The required output is the lines below from the line containing "target | spire finial" to the line containing "target | tree trunk", inclusive, retyped exactly. No other lines belong in it.

Image point grounding data
● ● ● ●

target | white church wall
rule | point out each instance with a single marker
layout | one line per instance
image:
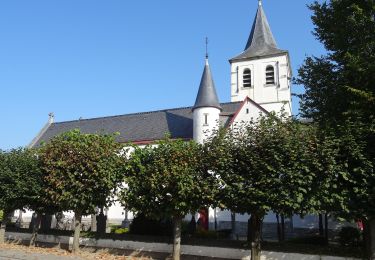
(205, 120)
(248, 112)
(259, 91)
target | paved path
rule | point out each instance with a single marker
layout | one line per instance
(13, 254)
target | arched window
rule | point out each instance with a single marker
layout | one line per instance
(247, 78)
(270, 75)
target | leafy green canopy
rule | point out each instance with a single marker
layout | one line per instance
(82, 170)
(169, 180)
(341, 83)
(267, 165)
(21, 179)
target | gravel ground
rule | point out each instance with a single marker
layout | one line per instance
(19, 252)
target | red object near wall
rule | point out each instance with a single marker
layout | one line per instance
(203, 218)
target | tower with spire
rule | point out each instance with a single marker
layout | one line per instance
(262, 71)
(206, 110)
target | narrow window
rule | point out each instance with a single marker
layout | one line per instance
(205, 119)
(270, 75)
(247, 78)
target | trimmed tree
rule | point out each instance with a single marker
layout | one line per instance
(340, 95)
(261, 167)
(82, 172)
(20, 182)
(168, 181)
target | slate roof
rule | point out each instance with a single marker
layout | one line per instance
(139, 127)
(207, 96)
(261, 41)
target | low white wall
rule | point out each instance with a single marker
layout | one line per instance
(218, 252)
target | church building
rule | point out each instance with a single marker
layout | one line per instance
(260, 83)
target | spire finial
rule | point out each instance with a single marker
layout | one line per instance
(206, 48)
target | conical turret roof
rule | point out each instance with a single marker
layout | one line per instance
(261, 41)
(207, 96)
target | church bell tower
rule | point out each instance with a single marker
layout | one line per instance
(262, 71)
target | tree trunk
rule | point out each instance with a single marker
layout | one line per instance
(278, 228)
(371, 232)
(282, 228)
(3, 227)
(367, 237)
(326, 228)
(93, 223)
(256, 224)
(321, 229)
(177, 238)
(233, 226)
(77, 231)
(35, 228)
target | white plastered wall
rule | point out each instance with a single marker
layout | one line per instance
(202, 129)
(273, 97)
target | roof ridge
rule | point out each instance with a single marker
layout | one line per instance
(133, 114)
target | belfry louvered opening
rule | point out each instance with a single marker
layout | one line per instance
(247, 78)
(270, 75)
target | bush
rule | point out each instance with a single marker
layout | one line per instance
(121, 230)
(202, 233)
(142, 225)
(349, 236)
(310, 240)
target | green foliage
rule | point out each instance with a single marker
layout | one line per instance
(21, 180)
(340, 97)
(168, 181)
(265, 165)
(82, 170)
(340, 84)
(349, 236)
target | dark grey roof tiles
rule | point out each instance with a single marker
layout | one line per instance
(207, 96)
(261, 41)
(149, 126)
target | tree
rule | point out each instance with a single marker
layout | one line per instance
(261, 167)
(20, 182)
(82, 172)
(340, 93)
(168, 181)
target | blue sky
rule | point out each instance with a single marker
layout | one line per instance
(91, 58)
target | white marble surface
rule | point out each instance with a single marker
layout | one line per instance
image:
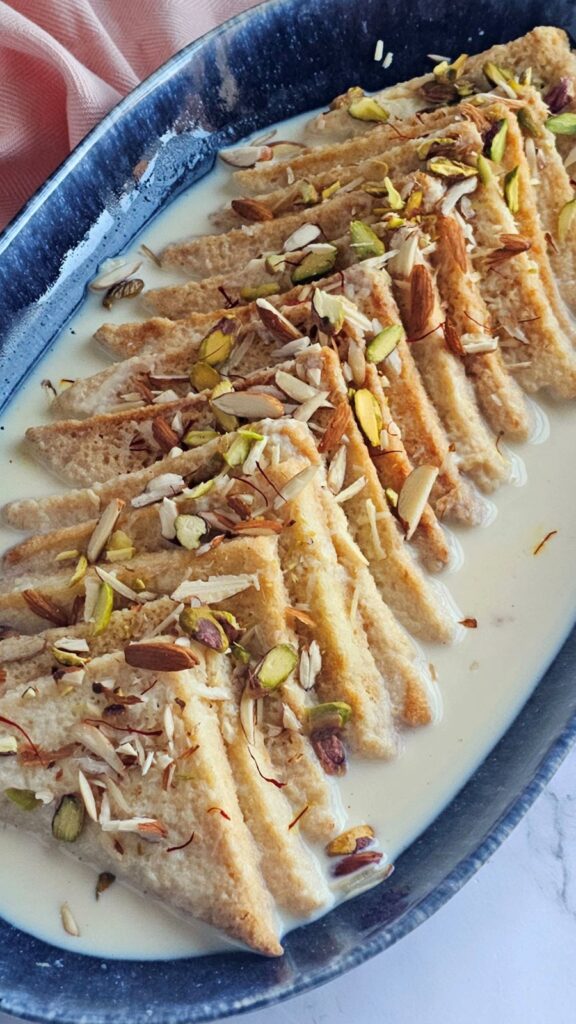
(502, 950)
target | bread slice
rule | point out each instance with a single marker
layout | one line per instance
(216, 876)
(544, 50)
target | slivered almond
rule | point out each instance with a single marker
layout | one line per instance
(453, 237)
(452, 338)
(158, 656)
(413, 497)
(251, 210)
(421, 299)
(276, 323)
(337, 426)
(44, 607)
(165, 437)
(249, 404)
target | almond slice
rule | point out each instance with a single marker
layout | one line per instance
(413, 497)
(158, 656)
(249, 404)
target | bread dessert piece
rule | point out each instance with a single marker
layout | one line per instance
(216, 877)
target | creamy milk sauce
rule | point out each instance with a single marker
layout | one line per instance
(525, 605)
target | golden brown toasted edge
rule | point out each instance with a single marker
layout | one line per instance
(214, 877)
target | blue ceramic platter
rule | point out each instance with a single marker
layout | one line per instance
(286, 56)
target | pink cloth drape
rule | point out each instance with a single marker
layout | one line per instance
(65, 62)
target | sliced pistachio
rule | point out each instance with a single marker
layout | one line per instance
(395, 199)
(562, 124)
(217, 345)
(196, 438)
(527, 123)
(104, 608)
(332, 715)
(428, 144)
(250, 294)
(368, 109)
(313, 266)
(330, 190)
(201, 625)
(511, 189)
(414, 496)
(498, 144)
(203, 377)
(484, 171)
(277, 666)
(414, 203)
(69, 818)
(364, 241)
(328, 310)
(79, 571)
(68, 657)
(566, 219)
(240, 653)
(384, 343)
(190, 529)
(369, 415)
(25, 799)
(225, 420)
(307, 194)
(501, 76)
(351, 841)
(445, 168)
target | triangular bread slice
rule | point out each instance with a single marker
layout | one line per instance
(215, 877)
(544, 50)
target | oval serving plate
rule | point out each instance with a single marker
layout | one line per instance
(279, 59)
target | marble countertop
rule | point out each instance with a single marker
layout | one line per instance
(502, 949)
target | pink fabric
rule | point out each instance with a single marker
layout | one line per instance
(65, 62)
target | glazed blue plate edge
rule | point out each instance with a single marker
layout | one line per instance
(463, 870)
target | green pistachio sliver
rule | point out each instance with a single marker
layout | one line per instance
(562, 124)
(527, 123)
(104, 608)
(68, 657)
(566, 219)
(196, 438)
(445, 168)
(511, 189)
(498, 143)
(240, 653)
(215, 347)
(395, 199)
(365, 242)
(333, 714)
(313, 266)
(238, 452)
(384, 343)
(69, 818)
(25, 799)
(277, 666)
(368, 109)
(258, 292)
(79, 571)
(200, 625)
(190, 530)
(204, 377)
(484, 170)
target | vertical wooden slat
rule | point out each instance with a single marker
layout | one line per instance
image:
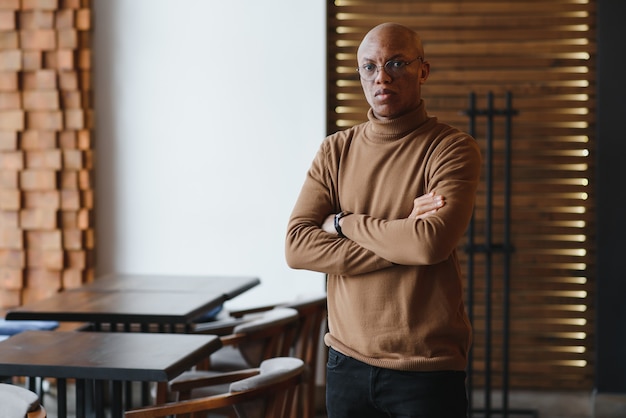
(543, 53)
(45, 192)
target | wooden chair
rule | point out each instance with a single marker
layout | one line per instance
(312, 312)
(265, 392)
(248, 344)
(18, 402)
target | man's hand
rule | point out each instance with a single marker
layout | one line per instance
(426, 205)
(329, 224)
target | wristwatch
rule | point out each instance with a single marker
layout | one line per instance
(337, 218)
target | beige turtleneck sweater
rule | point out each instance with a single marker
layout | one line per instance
(395, 296)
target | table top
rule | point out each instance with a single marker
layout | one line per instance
(226, 286)
(103, 356)
(125, 299)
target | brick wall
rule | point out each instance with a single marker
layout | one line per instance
(46, 149)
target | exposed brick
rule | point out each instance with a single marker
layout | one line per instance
(41, 99)
(68, 80)
(87, 199)
(65, 18)
(45, 259)
(10, 100)
(9, 39)
(11, 278)
(84, 180)
(11, 238)
(89, 119)
(73, 239)
(67, 39)
(12, 258)
(7, 20)
(67, 140)
(38, 39)
(10, 199)
(50, 199)
(68, 180)
(84, 59)
(10, 60)
(38, 140)
(84, 80)
(12, 160)
(85, 219)
(38, 219)
(76, 219)
(11, 120)
(36, 19)
(51, 120)
(84, 139)
(39, 80)
(70, 199)
(90, 239)
(39, 4)
(40, 284)
(76, 259)
(38, 180)
(9, 179)
(74, 119)
(10, 298)
(71, 99)
(32, 60)
(62, 59)
(44, 239)
(8, 81)
(47, 159)
(73, 278)
(73, 159)
(9, 219)
(83, 19)
(8, 140)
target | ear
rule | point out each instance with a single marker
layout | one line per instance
(424, 72)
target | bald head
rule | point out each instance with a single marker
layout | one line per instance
(392, 36)
(392, 69)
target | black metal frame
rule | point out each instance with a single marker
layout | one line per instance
(488, 249)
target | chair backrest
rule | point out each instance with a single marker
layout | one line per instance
(18, 402)
(312, 312)
(269, 394)
(270, 335)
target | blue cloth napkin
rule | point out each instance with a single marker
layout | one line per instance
(12, 327)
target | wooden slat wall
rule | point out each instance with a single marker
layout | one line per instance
(46, 152)
(543, 53)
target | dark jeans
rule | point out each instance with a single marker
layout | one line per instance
(358, 390)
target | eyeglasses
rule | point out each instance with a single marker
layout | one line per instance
(395, 68)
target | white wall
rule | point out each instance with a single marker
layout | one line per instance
(208, 114)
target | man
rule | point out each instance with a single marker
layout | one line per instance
(381, 211)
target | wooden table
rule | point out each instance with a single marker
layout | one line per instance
(143, 300)
(100, 358)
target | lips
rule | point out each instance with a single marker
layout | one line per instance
(383, 93)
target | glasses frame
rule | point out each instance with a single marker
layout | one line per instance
(384, 66)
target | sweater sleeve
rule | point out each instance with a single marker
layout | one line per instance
(453, 171)
(307, 245)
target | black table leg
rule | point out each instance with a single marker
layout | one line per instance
(99, 398)
(81, 395)
(62, 398)
(117, 405)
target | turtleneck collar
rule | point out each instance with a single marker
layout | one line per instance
(392, 129)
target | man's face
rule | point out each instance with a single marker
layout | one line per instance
(392, 96)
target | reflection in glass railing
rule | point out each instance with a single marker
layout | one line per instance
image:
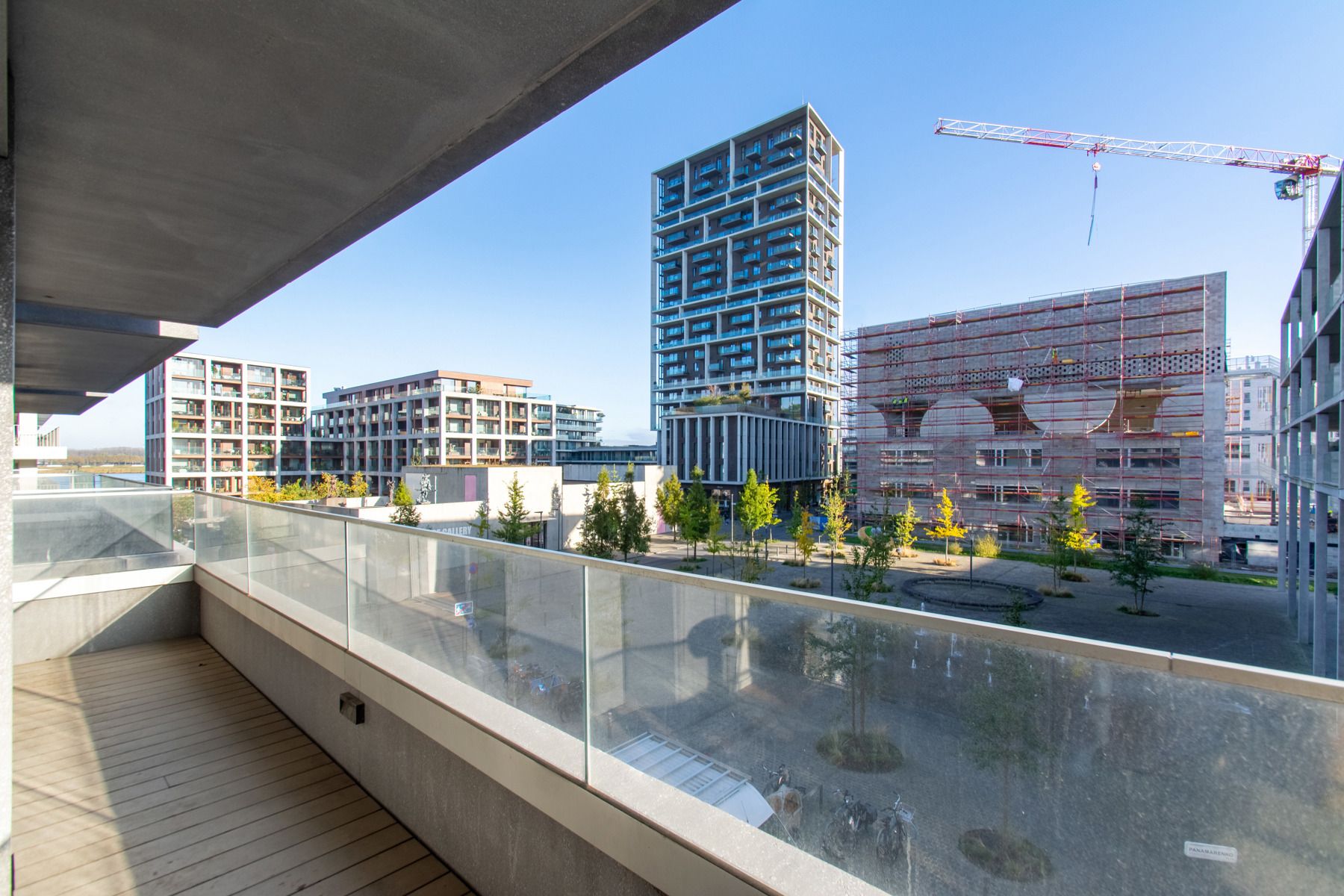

● ● ● ●

RESPONSE AREA =
target | spire finial
rule | point out each instance with a single marker
layout | one line per instance
(206, 48)
target | conical turret roof
rule | point out each instance with a single marker
layout | one line per instance
(261, 41)
(207, 96)
target | church bell tower
rule | point out each instance with a single marker
layout | one line per instance
(262, 71)
target | tree trunk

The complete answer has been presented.